Records from a point labeling set ->

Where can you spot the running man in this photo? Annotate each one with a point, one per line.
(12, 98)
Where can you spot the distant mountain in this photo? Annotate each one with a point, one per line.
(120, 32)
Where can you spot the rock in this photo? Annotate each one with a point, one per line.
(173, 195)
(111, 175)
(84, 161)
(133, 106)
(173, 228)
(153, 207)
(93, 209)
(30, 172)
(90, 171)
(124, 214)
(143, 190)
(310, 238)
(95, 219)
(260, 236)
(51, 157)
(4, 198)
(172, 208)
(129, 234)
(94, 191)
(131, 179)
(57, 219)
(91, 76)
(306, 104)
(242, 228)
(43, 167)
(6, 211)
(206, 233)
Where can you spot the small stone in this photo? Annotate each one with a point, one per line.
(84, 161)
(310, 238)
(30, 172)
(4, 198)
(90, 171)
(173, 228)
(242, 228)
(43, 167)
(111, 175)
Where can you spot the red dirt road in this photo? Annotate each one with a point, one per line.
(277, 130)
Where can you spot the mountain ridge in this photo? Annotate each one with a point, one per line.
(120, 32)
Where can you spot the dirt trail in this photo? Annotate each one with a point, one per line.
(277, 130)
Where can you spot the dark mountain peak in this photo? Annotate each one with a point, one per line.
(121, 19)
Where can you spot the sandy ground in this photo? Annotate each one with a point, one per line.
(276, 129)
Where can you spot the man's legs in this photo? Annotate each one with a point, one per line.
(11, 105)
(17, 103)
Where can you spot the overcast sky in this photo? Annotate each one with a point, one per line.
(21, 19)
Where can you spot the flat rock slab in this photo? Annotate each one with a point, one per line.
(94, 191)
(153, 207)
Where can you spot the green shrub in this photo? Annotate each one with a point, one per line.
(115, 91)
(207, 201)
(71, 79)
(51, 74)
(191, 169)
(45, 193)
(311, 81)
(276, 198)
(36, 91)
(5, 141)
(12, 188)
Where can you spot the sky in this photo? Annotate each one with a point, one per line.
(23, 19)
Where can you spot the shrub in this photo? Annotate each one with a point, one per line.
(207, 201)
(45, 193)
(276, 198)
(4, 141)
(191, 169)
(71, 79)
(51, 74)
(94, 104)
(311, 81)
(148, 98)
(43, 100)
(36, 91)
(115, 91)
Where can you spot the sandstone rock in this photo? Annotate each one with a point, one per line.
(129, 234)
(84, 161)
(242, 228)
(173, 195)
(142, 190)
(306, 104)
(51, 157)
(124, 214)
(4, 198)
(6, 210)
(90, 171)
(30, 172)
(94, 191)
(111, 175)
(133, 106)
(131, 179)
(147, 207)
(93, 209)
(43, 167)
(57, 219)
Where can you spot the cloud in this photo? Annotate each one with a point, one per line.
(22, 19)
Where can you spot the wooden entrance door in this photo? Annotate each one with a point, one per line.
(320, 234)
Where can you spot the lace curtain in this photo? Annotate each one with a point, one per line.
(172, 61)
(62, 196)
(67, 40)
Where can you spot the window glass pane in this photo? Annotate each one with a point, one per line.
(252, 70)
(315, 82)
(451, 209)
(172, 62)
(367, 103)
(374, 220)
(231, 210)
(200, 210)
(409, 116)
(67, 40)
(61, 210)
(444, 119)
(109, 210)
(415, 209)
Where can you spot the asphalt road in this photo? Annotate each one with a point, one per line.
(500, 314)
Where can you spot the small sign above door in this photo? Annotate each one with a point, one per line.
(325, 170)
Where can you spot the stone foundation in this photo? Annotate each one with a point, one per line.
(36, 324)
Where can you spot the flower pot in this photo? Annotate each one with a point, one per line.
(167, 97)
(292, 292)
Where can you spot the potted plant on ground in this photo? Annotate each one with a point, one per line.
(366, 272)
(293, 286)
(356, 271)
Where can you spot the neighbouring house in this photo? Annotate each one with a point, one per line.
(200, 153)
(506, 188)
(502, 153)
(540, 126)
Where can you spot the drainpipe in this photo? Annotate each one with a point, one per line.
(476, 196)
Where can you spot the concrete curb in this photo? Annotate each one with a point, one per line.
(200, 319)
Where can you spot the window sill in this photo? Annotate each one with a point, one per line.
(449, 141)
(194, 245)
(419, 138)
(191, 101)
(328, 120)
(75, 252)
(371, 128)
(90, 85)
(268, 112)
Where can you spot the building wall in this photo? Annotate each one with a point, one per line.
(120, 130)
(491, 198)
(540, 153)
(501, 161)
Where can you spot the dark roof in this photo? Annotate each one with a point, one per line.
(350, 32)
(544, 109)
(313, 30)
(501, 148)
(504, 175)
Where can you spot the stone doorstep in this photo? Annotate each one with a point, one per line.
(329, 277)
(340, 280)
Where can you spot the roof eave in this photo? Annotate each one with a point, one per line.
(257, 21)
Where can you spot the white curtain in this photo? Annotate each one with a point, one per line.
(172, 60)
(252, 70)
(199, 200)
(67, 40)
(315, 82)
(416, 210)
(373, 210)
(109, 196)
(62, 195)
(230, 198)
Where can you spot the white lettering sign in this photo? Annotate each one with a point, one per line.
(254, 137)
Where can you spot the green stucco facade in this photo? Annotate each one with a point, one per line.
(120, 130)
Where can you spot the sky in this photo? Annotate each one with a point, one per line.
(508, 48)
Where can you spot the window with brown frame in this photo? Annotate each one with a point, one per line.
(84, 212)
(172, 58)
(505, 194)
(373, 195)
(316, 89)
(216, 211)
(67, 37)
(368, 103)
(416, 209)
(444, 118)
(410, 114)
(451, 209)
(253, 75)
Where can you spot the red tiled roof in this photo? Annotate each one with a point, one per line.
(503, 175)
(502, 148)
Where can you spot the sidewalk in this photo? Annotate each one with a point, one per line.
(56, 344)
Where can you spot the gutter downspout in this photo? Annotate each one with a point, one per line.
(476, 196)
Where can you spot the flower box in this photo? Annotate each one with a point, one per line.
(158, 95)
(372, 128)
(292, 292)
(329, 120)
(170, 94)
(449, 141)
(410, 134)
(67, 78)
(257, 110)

What you should do ->
Reproduce, word for word, only the lines from the one that contains "Where can you spot the drainpipe" through the final line.

Response for this exercise ->
Where can you spot the drainpipe in this photo? Annotate each one with a point, one per line.
(476, 196)
Where can you spot the concrete curb in this photo? Annotate each one with a point, one per line.
(200, 319)
Where can you spot the window sill in this photo? Annotate each one with a point, one per line.
(449, 141)
(194, 245)
(419, 138)
(191, 101)
(328, 120)
(75, 252)
(371, 128)
(90, 85)
(268, 112)
Where can you spot the building wall in this photo? Annotate each one with a point, one per line.
(120, 130)
(491, 198)
(540, 153)
(501, 161)
Where can you spot the dark roof in this photo? Annotate each one with a point, one per line.
(350, 32)
(544, 109)
(313, 30)
(501, 148)
(504, 175)
Where can you spot the stone doorstep in this photo? Annotate each one with a point, one per line.
(329, 277)
(340, 280)
Where can you spot the roof eave in this photo? Annotate each one with a point, one per line.
(257, 21)
Where can you spot the white curtain in this photo? Annotate each one with a point, one per line.
(172, 60)
(252, 70)
(199, 200)
(67, 40)
(315, 82)
(416, 210)
(373, 210)
(109, 196)
(62, 195)
(230, 198)
Where can you spot the white lettering sign in this photo? Annotate each one with a point, one per line.
(254, 137)
Where can you spot the green stucco facade in this photo? Annotate each one with a point, one per line.
(120, 130)
Where can you spot the sky in this photo? Annotate each one with a point, one per line.
(508, 48)
Where can you spot the window with brown frame in this photo? Annotate each one with a point, one per line.
(84, 212)
(172, 58)
(505, 194)
(373, 195)
(316, 89)
(216, 211)
(67, 37)
(368, 103)
(416, 209)
(444, 118)
(410, 114)
(451, 209)
(253, 75)
Where can you spot the red tiled roof in this photo? Annotate each one with a point, one per line.
(503, 175)
(502, 148)
Where can you spot the sidewalk in this photo? Annotate each one with a point, one per line.
(56, 344)
Where can you spot the gutter downspout in this photo? Annotate each one with a point, one per line.
(476, 196)
Where can you spot the flower box in this photo? Annotate each one with a point, one per line.
(158, 95)
(372, 128)
(292, 292)
(329, 120)
(170, 94)
(449, 141)
(410, 134)
(67, 78)
(257, 110)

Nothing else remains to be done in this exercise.